**DOCUMENT EXCERPT:**
------------------------------------

Simple Logic and the Law: Yes, “The Best Things In Life Are Free!”

Annie Constance (left) has written a letter to President George Manneh Weah, asking his help in getting back the house her mentally unstable son had given away to Associate Justice Kabineh M. Ja'neh (right).

But so are those things in the ‘hereafter,’ awaiting believers! Free and everlasting! With Allah, ‘after-life’ is ‘out-of-this-world’ (super) and the joy never ends!

But only through faith and trust in His Son, the savior, Jesus Christ, can the doors of heaven be opened!

By Keith Neville Asumuyaya Best

PART 11: (TO RECAP): YES, “THE BEST THINGS IN LIFE ARE FREE,” is how we began Monday’s segment of this column. The sentence struck me as a pun: a form of witticism, (smart talk) that carries two meanings at the same time, the second-meaning often going over the heads of most of us.

This time around, it was doubly rewarding, recognizing that while this pun’s first message addressed the here and now: (‘during-this-life,’) it echoed at the same time, the second meaning: the good news that “The Cross” still proclaims: “…that whosoever believes in Him shall have everlasting life.” The essence, (spirit, heart, real meaning) of that message—based on the Resurrection of the Risen Lord That is what the pun’s second meaning addresses Christians: in other words, what might lie beyond the grave, when someone dies or crosses over, trusting in Jesus Christ as his Savior.

The general meaning is captured in a ‘big-looking,’ but singular, (remarkable, extraordinary) word. “Experts” in the field of Theology refer to this ‘big-looking,’ word as: “Eschatology.” It comes from that branch of Theology or religious doctrines dealing with the final purpose or destiny of mankind or the world, with a focus on last things—things, such as: death, judgment, heaven, hell—as relates to the soul, not the body. In a word, the End Times! (See whether you might spot a pun in one of phrases in the title above). (NOW READ ON)


“So, what is going on now, with the property, my friend, the journalist had asked, just before we ended Part 1— (I had held back my response for this segment of our discussion).

“Just, what did you mean,” I wanted to know, when we picked up the conversation later, after leaving the restaurant where—after so long, she and I had run into each other. “Don’t forget, it…is…a…house, I continued. So it would not be walking around from place to place by itself, you know!” Remember the rhyme of the old lady who lived on the hill?”

“Well, well, well! The same old Keith Best, she started after me; hasn’t changed one bit. Of course I remember that rhyme: it ends: ‘and if she’s not dead, she lives there still.’ But Justice Ja’neh could have put the house in his pocket, couldn’t he,” she retorted? It’s big enough, depending on how much he has collected so far,” she added, letting me know that she could be as facetious, (cheeky) as I, since I wanted to play the “duh” game with her.

“You got that right,” I told her, not missing a beat. “Justice Ja’neh put her things out, but he could not carry her, and he could not carry the house. So, he is collecting the rent from Annie Constant’s house. And you know what he is doing with it?”

“I already told you,” Mae replied.

“No, you did not. I am about to tell you what he is doing with Mrs. Constance’s money.”


“Look,” Mae jumped in: “I said it before, and I’ll say it again. I am the only person who mentioned “pocket,” in this conversation. He is hiding the money in his — pocket, okay?”

------------------------------------

Extracted data entries:
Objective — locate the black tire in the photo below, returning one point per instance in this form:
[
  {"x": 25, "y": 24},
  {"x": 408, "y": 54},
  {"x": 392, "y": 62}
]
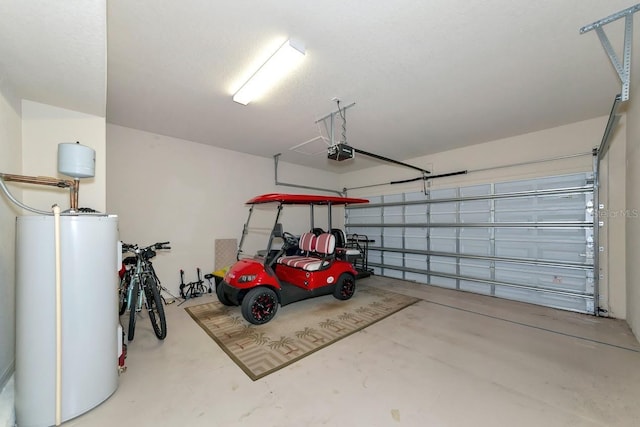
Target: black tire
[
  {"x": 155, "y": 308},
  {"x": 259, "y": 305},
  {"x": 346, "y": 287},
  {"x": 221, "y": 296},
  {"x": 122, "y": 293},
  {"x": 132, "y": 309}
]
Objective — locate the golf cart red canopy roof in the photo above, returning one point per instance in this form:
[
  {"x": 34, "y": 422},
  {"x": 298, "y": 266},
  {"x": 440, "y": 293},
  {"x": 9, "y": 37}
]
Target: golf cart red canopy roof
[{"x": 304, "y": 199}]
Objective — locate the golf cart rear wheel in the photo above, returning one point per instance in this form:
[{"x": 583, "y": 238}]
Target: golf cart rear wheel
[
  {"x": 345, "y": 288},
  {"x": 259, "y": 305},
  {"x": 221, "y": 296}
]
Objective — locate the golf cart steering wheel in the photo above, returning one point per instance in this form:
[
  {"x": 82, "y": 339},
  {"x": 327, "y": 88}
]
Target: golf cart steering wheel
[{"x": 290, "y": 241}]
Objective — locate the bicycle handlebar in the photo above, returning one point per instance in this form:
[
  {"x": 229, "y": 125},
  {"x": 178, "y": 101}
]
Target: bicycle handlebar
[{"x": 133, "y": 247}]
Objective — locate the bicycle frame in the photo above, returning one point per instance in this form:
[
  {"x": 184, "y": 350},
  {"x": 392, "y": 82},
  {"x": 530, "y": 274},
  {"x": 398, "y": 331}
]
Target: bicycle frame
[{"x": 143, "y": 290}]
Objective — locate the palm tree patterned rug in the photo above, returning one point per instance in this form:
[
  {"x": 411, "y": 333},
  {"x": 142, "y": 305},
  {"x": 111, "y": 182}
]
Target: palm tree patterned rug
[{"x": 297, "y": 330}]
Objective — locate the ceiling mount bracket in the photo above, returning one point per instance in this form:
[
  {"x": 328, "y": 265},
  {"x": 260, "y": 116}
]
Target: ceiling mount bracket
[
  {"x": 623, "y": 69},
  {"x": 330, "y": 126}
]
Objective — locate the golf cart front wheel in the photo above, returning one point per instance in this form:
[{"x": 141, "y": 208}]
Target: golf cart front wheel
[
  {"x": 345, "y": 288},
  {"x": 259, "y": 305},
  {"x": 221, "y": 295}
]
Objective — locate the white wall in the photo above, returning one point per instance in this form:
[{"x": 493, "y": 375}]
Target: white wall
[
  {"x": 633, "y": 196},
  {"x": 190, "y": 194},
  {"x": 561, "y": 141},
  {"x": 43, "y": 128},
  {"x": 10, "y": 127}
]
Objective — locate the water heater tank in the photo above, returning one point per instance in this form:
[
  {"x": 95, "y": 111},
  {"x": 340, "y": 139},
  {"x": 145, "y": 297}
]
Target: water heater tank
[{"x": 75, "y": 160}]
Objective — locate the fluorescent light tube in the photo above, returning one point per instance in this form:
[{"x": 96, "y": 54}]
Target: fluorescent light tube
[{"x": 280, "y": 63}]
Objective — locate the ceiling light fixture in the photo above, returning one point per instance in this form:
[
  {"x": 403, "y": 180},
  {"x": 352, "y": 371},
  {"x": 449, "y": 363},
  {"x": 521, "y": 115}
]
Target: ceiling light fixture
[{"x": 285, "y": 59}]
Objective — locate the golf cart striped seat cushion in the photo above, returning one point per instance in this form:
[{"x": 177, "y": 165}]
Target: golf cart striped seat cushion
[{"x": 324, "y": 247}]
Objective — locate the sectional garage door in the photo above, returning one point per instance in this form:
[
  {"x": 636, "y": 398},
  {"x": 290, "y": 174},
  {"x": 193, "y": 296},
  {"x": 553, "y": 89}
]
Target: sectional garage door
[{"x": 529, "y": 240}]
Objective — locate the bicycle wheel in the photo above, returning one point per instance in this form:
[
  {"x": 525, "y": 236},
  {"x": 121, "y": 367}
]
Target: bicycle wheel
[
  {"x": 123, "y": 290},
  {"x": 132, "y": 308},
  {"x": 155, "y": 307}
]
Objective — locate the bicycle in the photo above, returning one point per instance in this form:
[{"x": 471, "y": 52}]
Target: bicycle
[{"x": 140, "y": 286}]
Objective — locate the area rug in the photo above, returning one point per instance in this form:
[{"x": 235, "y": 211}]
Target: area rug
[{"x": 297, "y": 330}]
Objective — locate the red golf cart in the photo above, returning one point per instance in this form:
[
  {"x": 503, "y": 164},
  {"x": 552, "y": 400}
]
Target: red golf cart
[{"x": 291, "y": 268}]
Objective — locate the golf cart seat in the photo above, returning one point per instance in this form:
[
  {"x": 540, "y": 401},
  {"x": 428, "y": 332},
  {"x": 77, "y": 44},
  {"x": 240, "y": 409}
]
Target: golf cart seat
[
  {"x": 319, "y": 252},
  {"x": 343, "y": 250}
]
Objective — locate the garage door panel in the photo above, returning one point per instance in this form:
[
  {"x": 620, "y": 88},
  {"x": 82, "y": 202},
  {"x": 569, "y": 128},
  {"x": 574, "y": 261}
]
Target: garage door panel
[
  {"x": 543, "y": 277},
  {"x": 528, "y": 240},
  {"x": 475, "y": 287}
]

------------------------------------

**DIRECTION A:** In the column about "the best things in life are free," what word do theology experts use for the doctrine dealing with last things such as death, judgment, heaven and hell?
**DIRECTION B:** Translate this sentence from the column about "the best things in life are free" into French: "Justice Ja’neh put her things out, but he could not carry her, and he could not carry the house."

**REPLY A:** Eschatology.

**REPLY B:** Le juge Ja’neh a sorti ses affaires, mais il ne pouvait pas l’emporter, et il ne pouvait pas emporter la maison.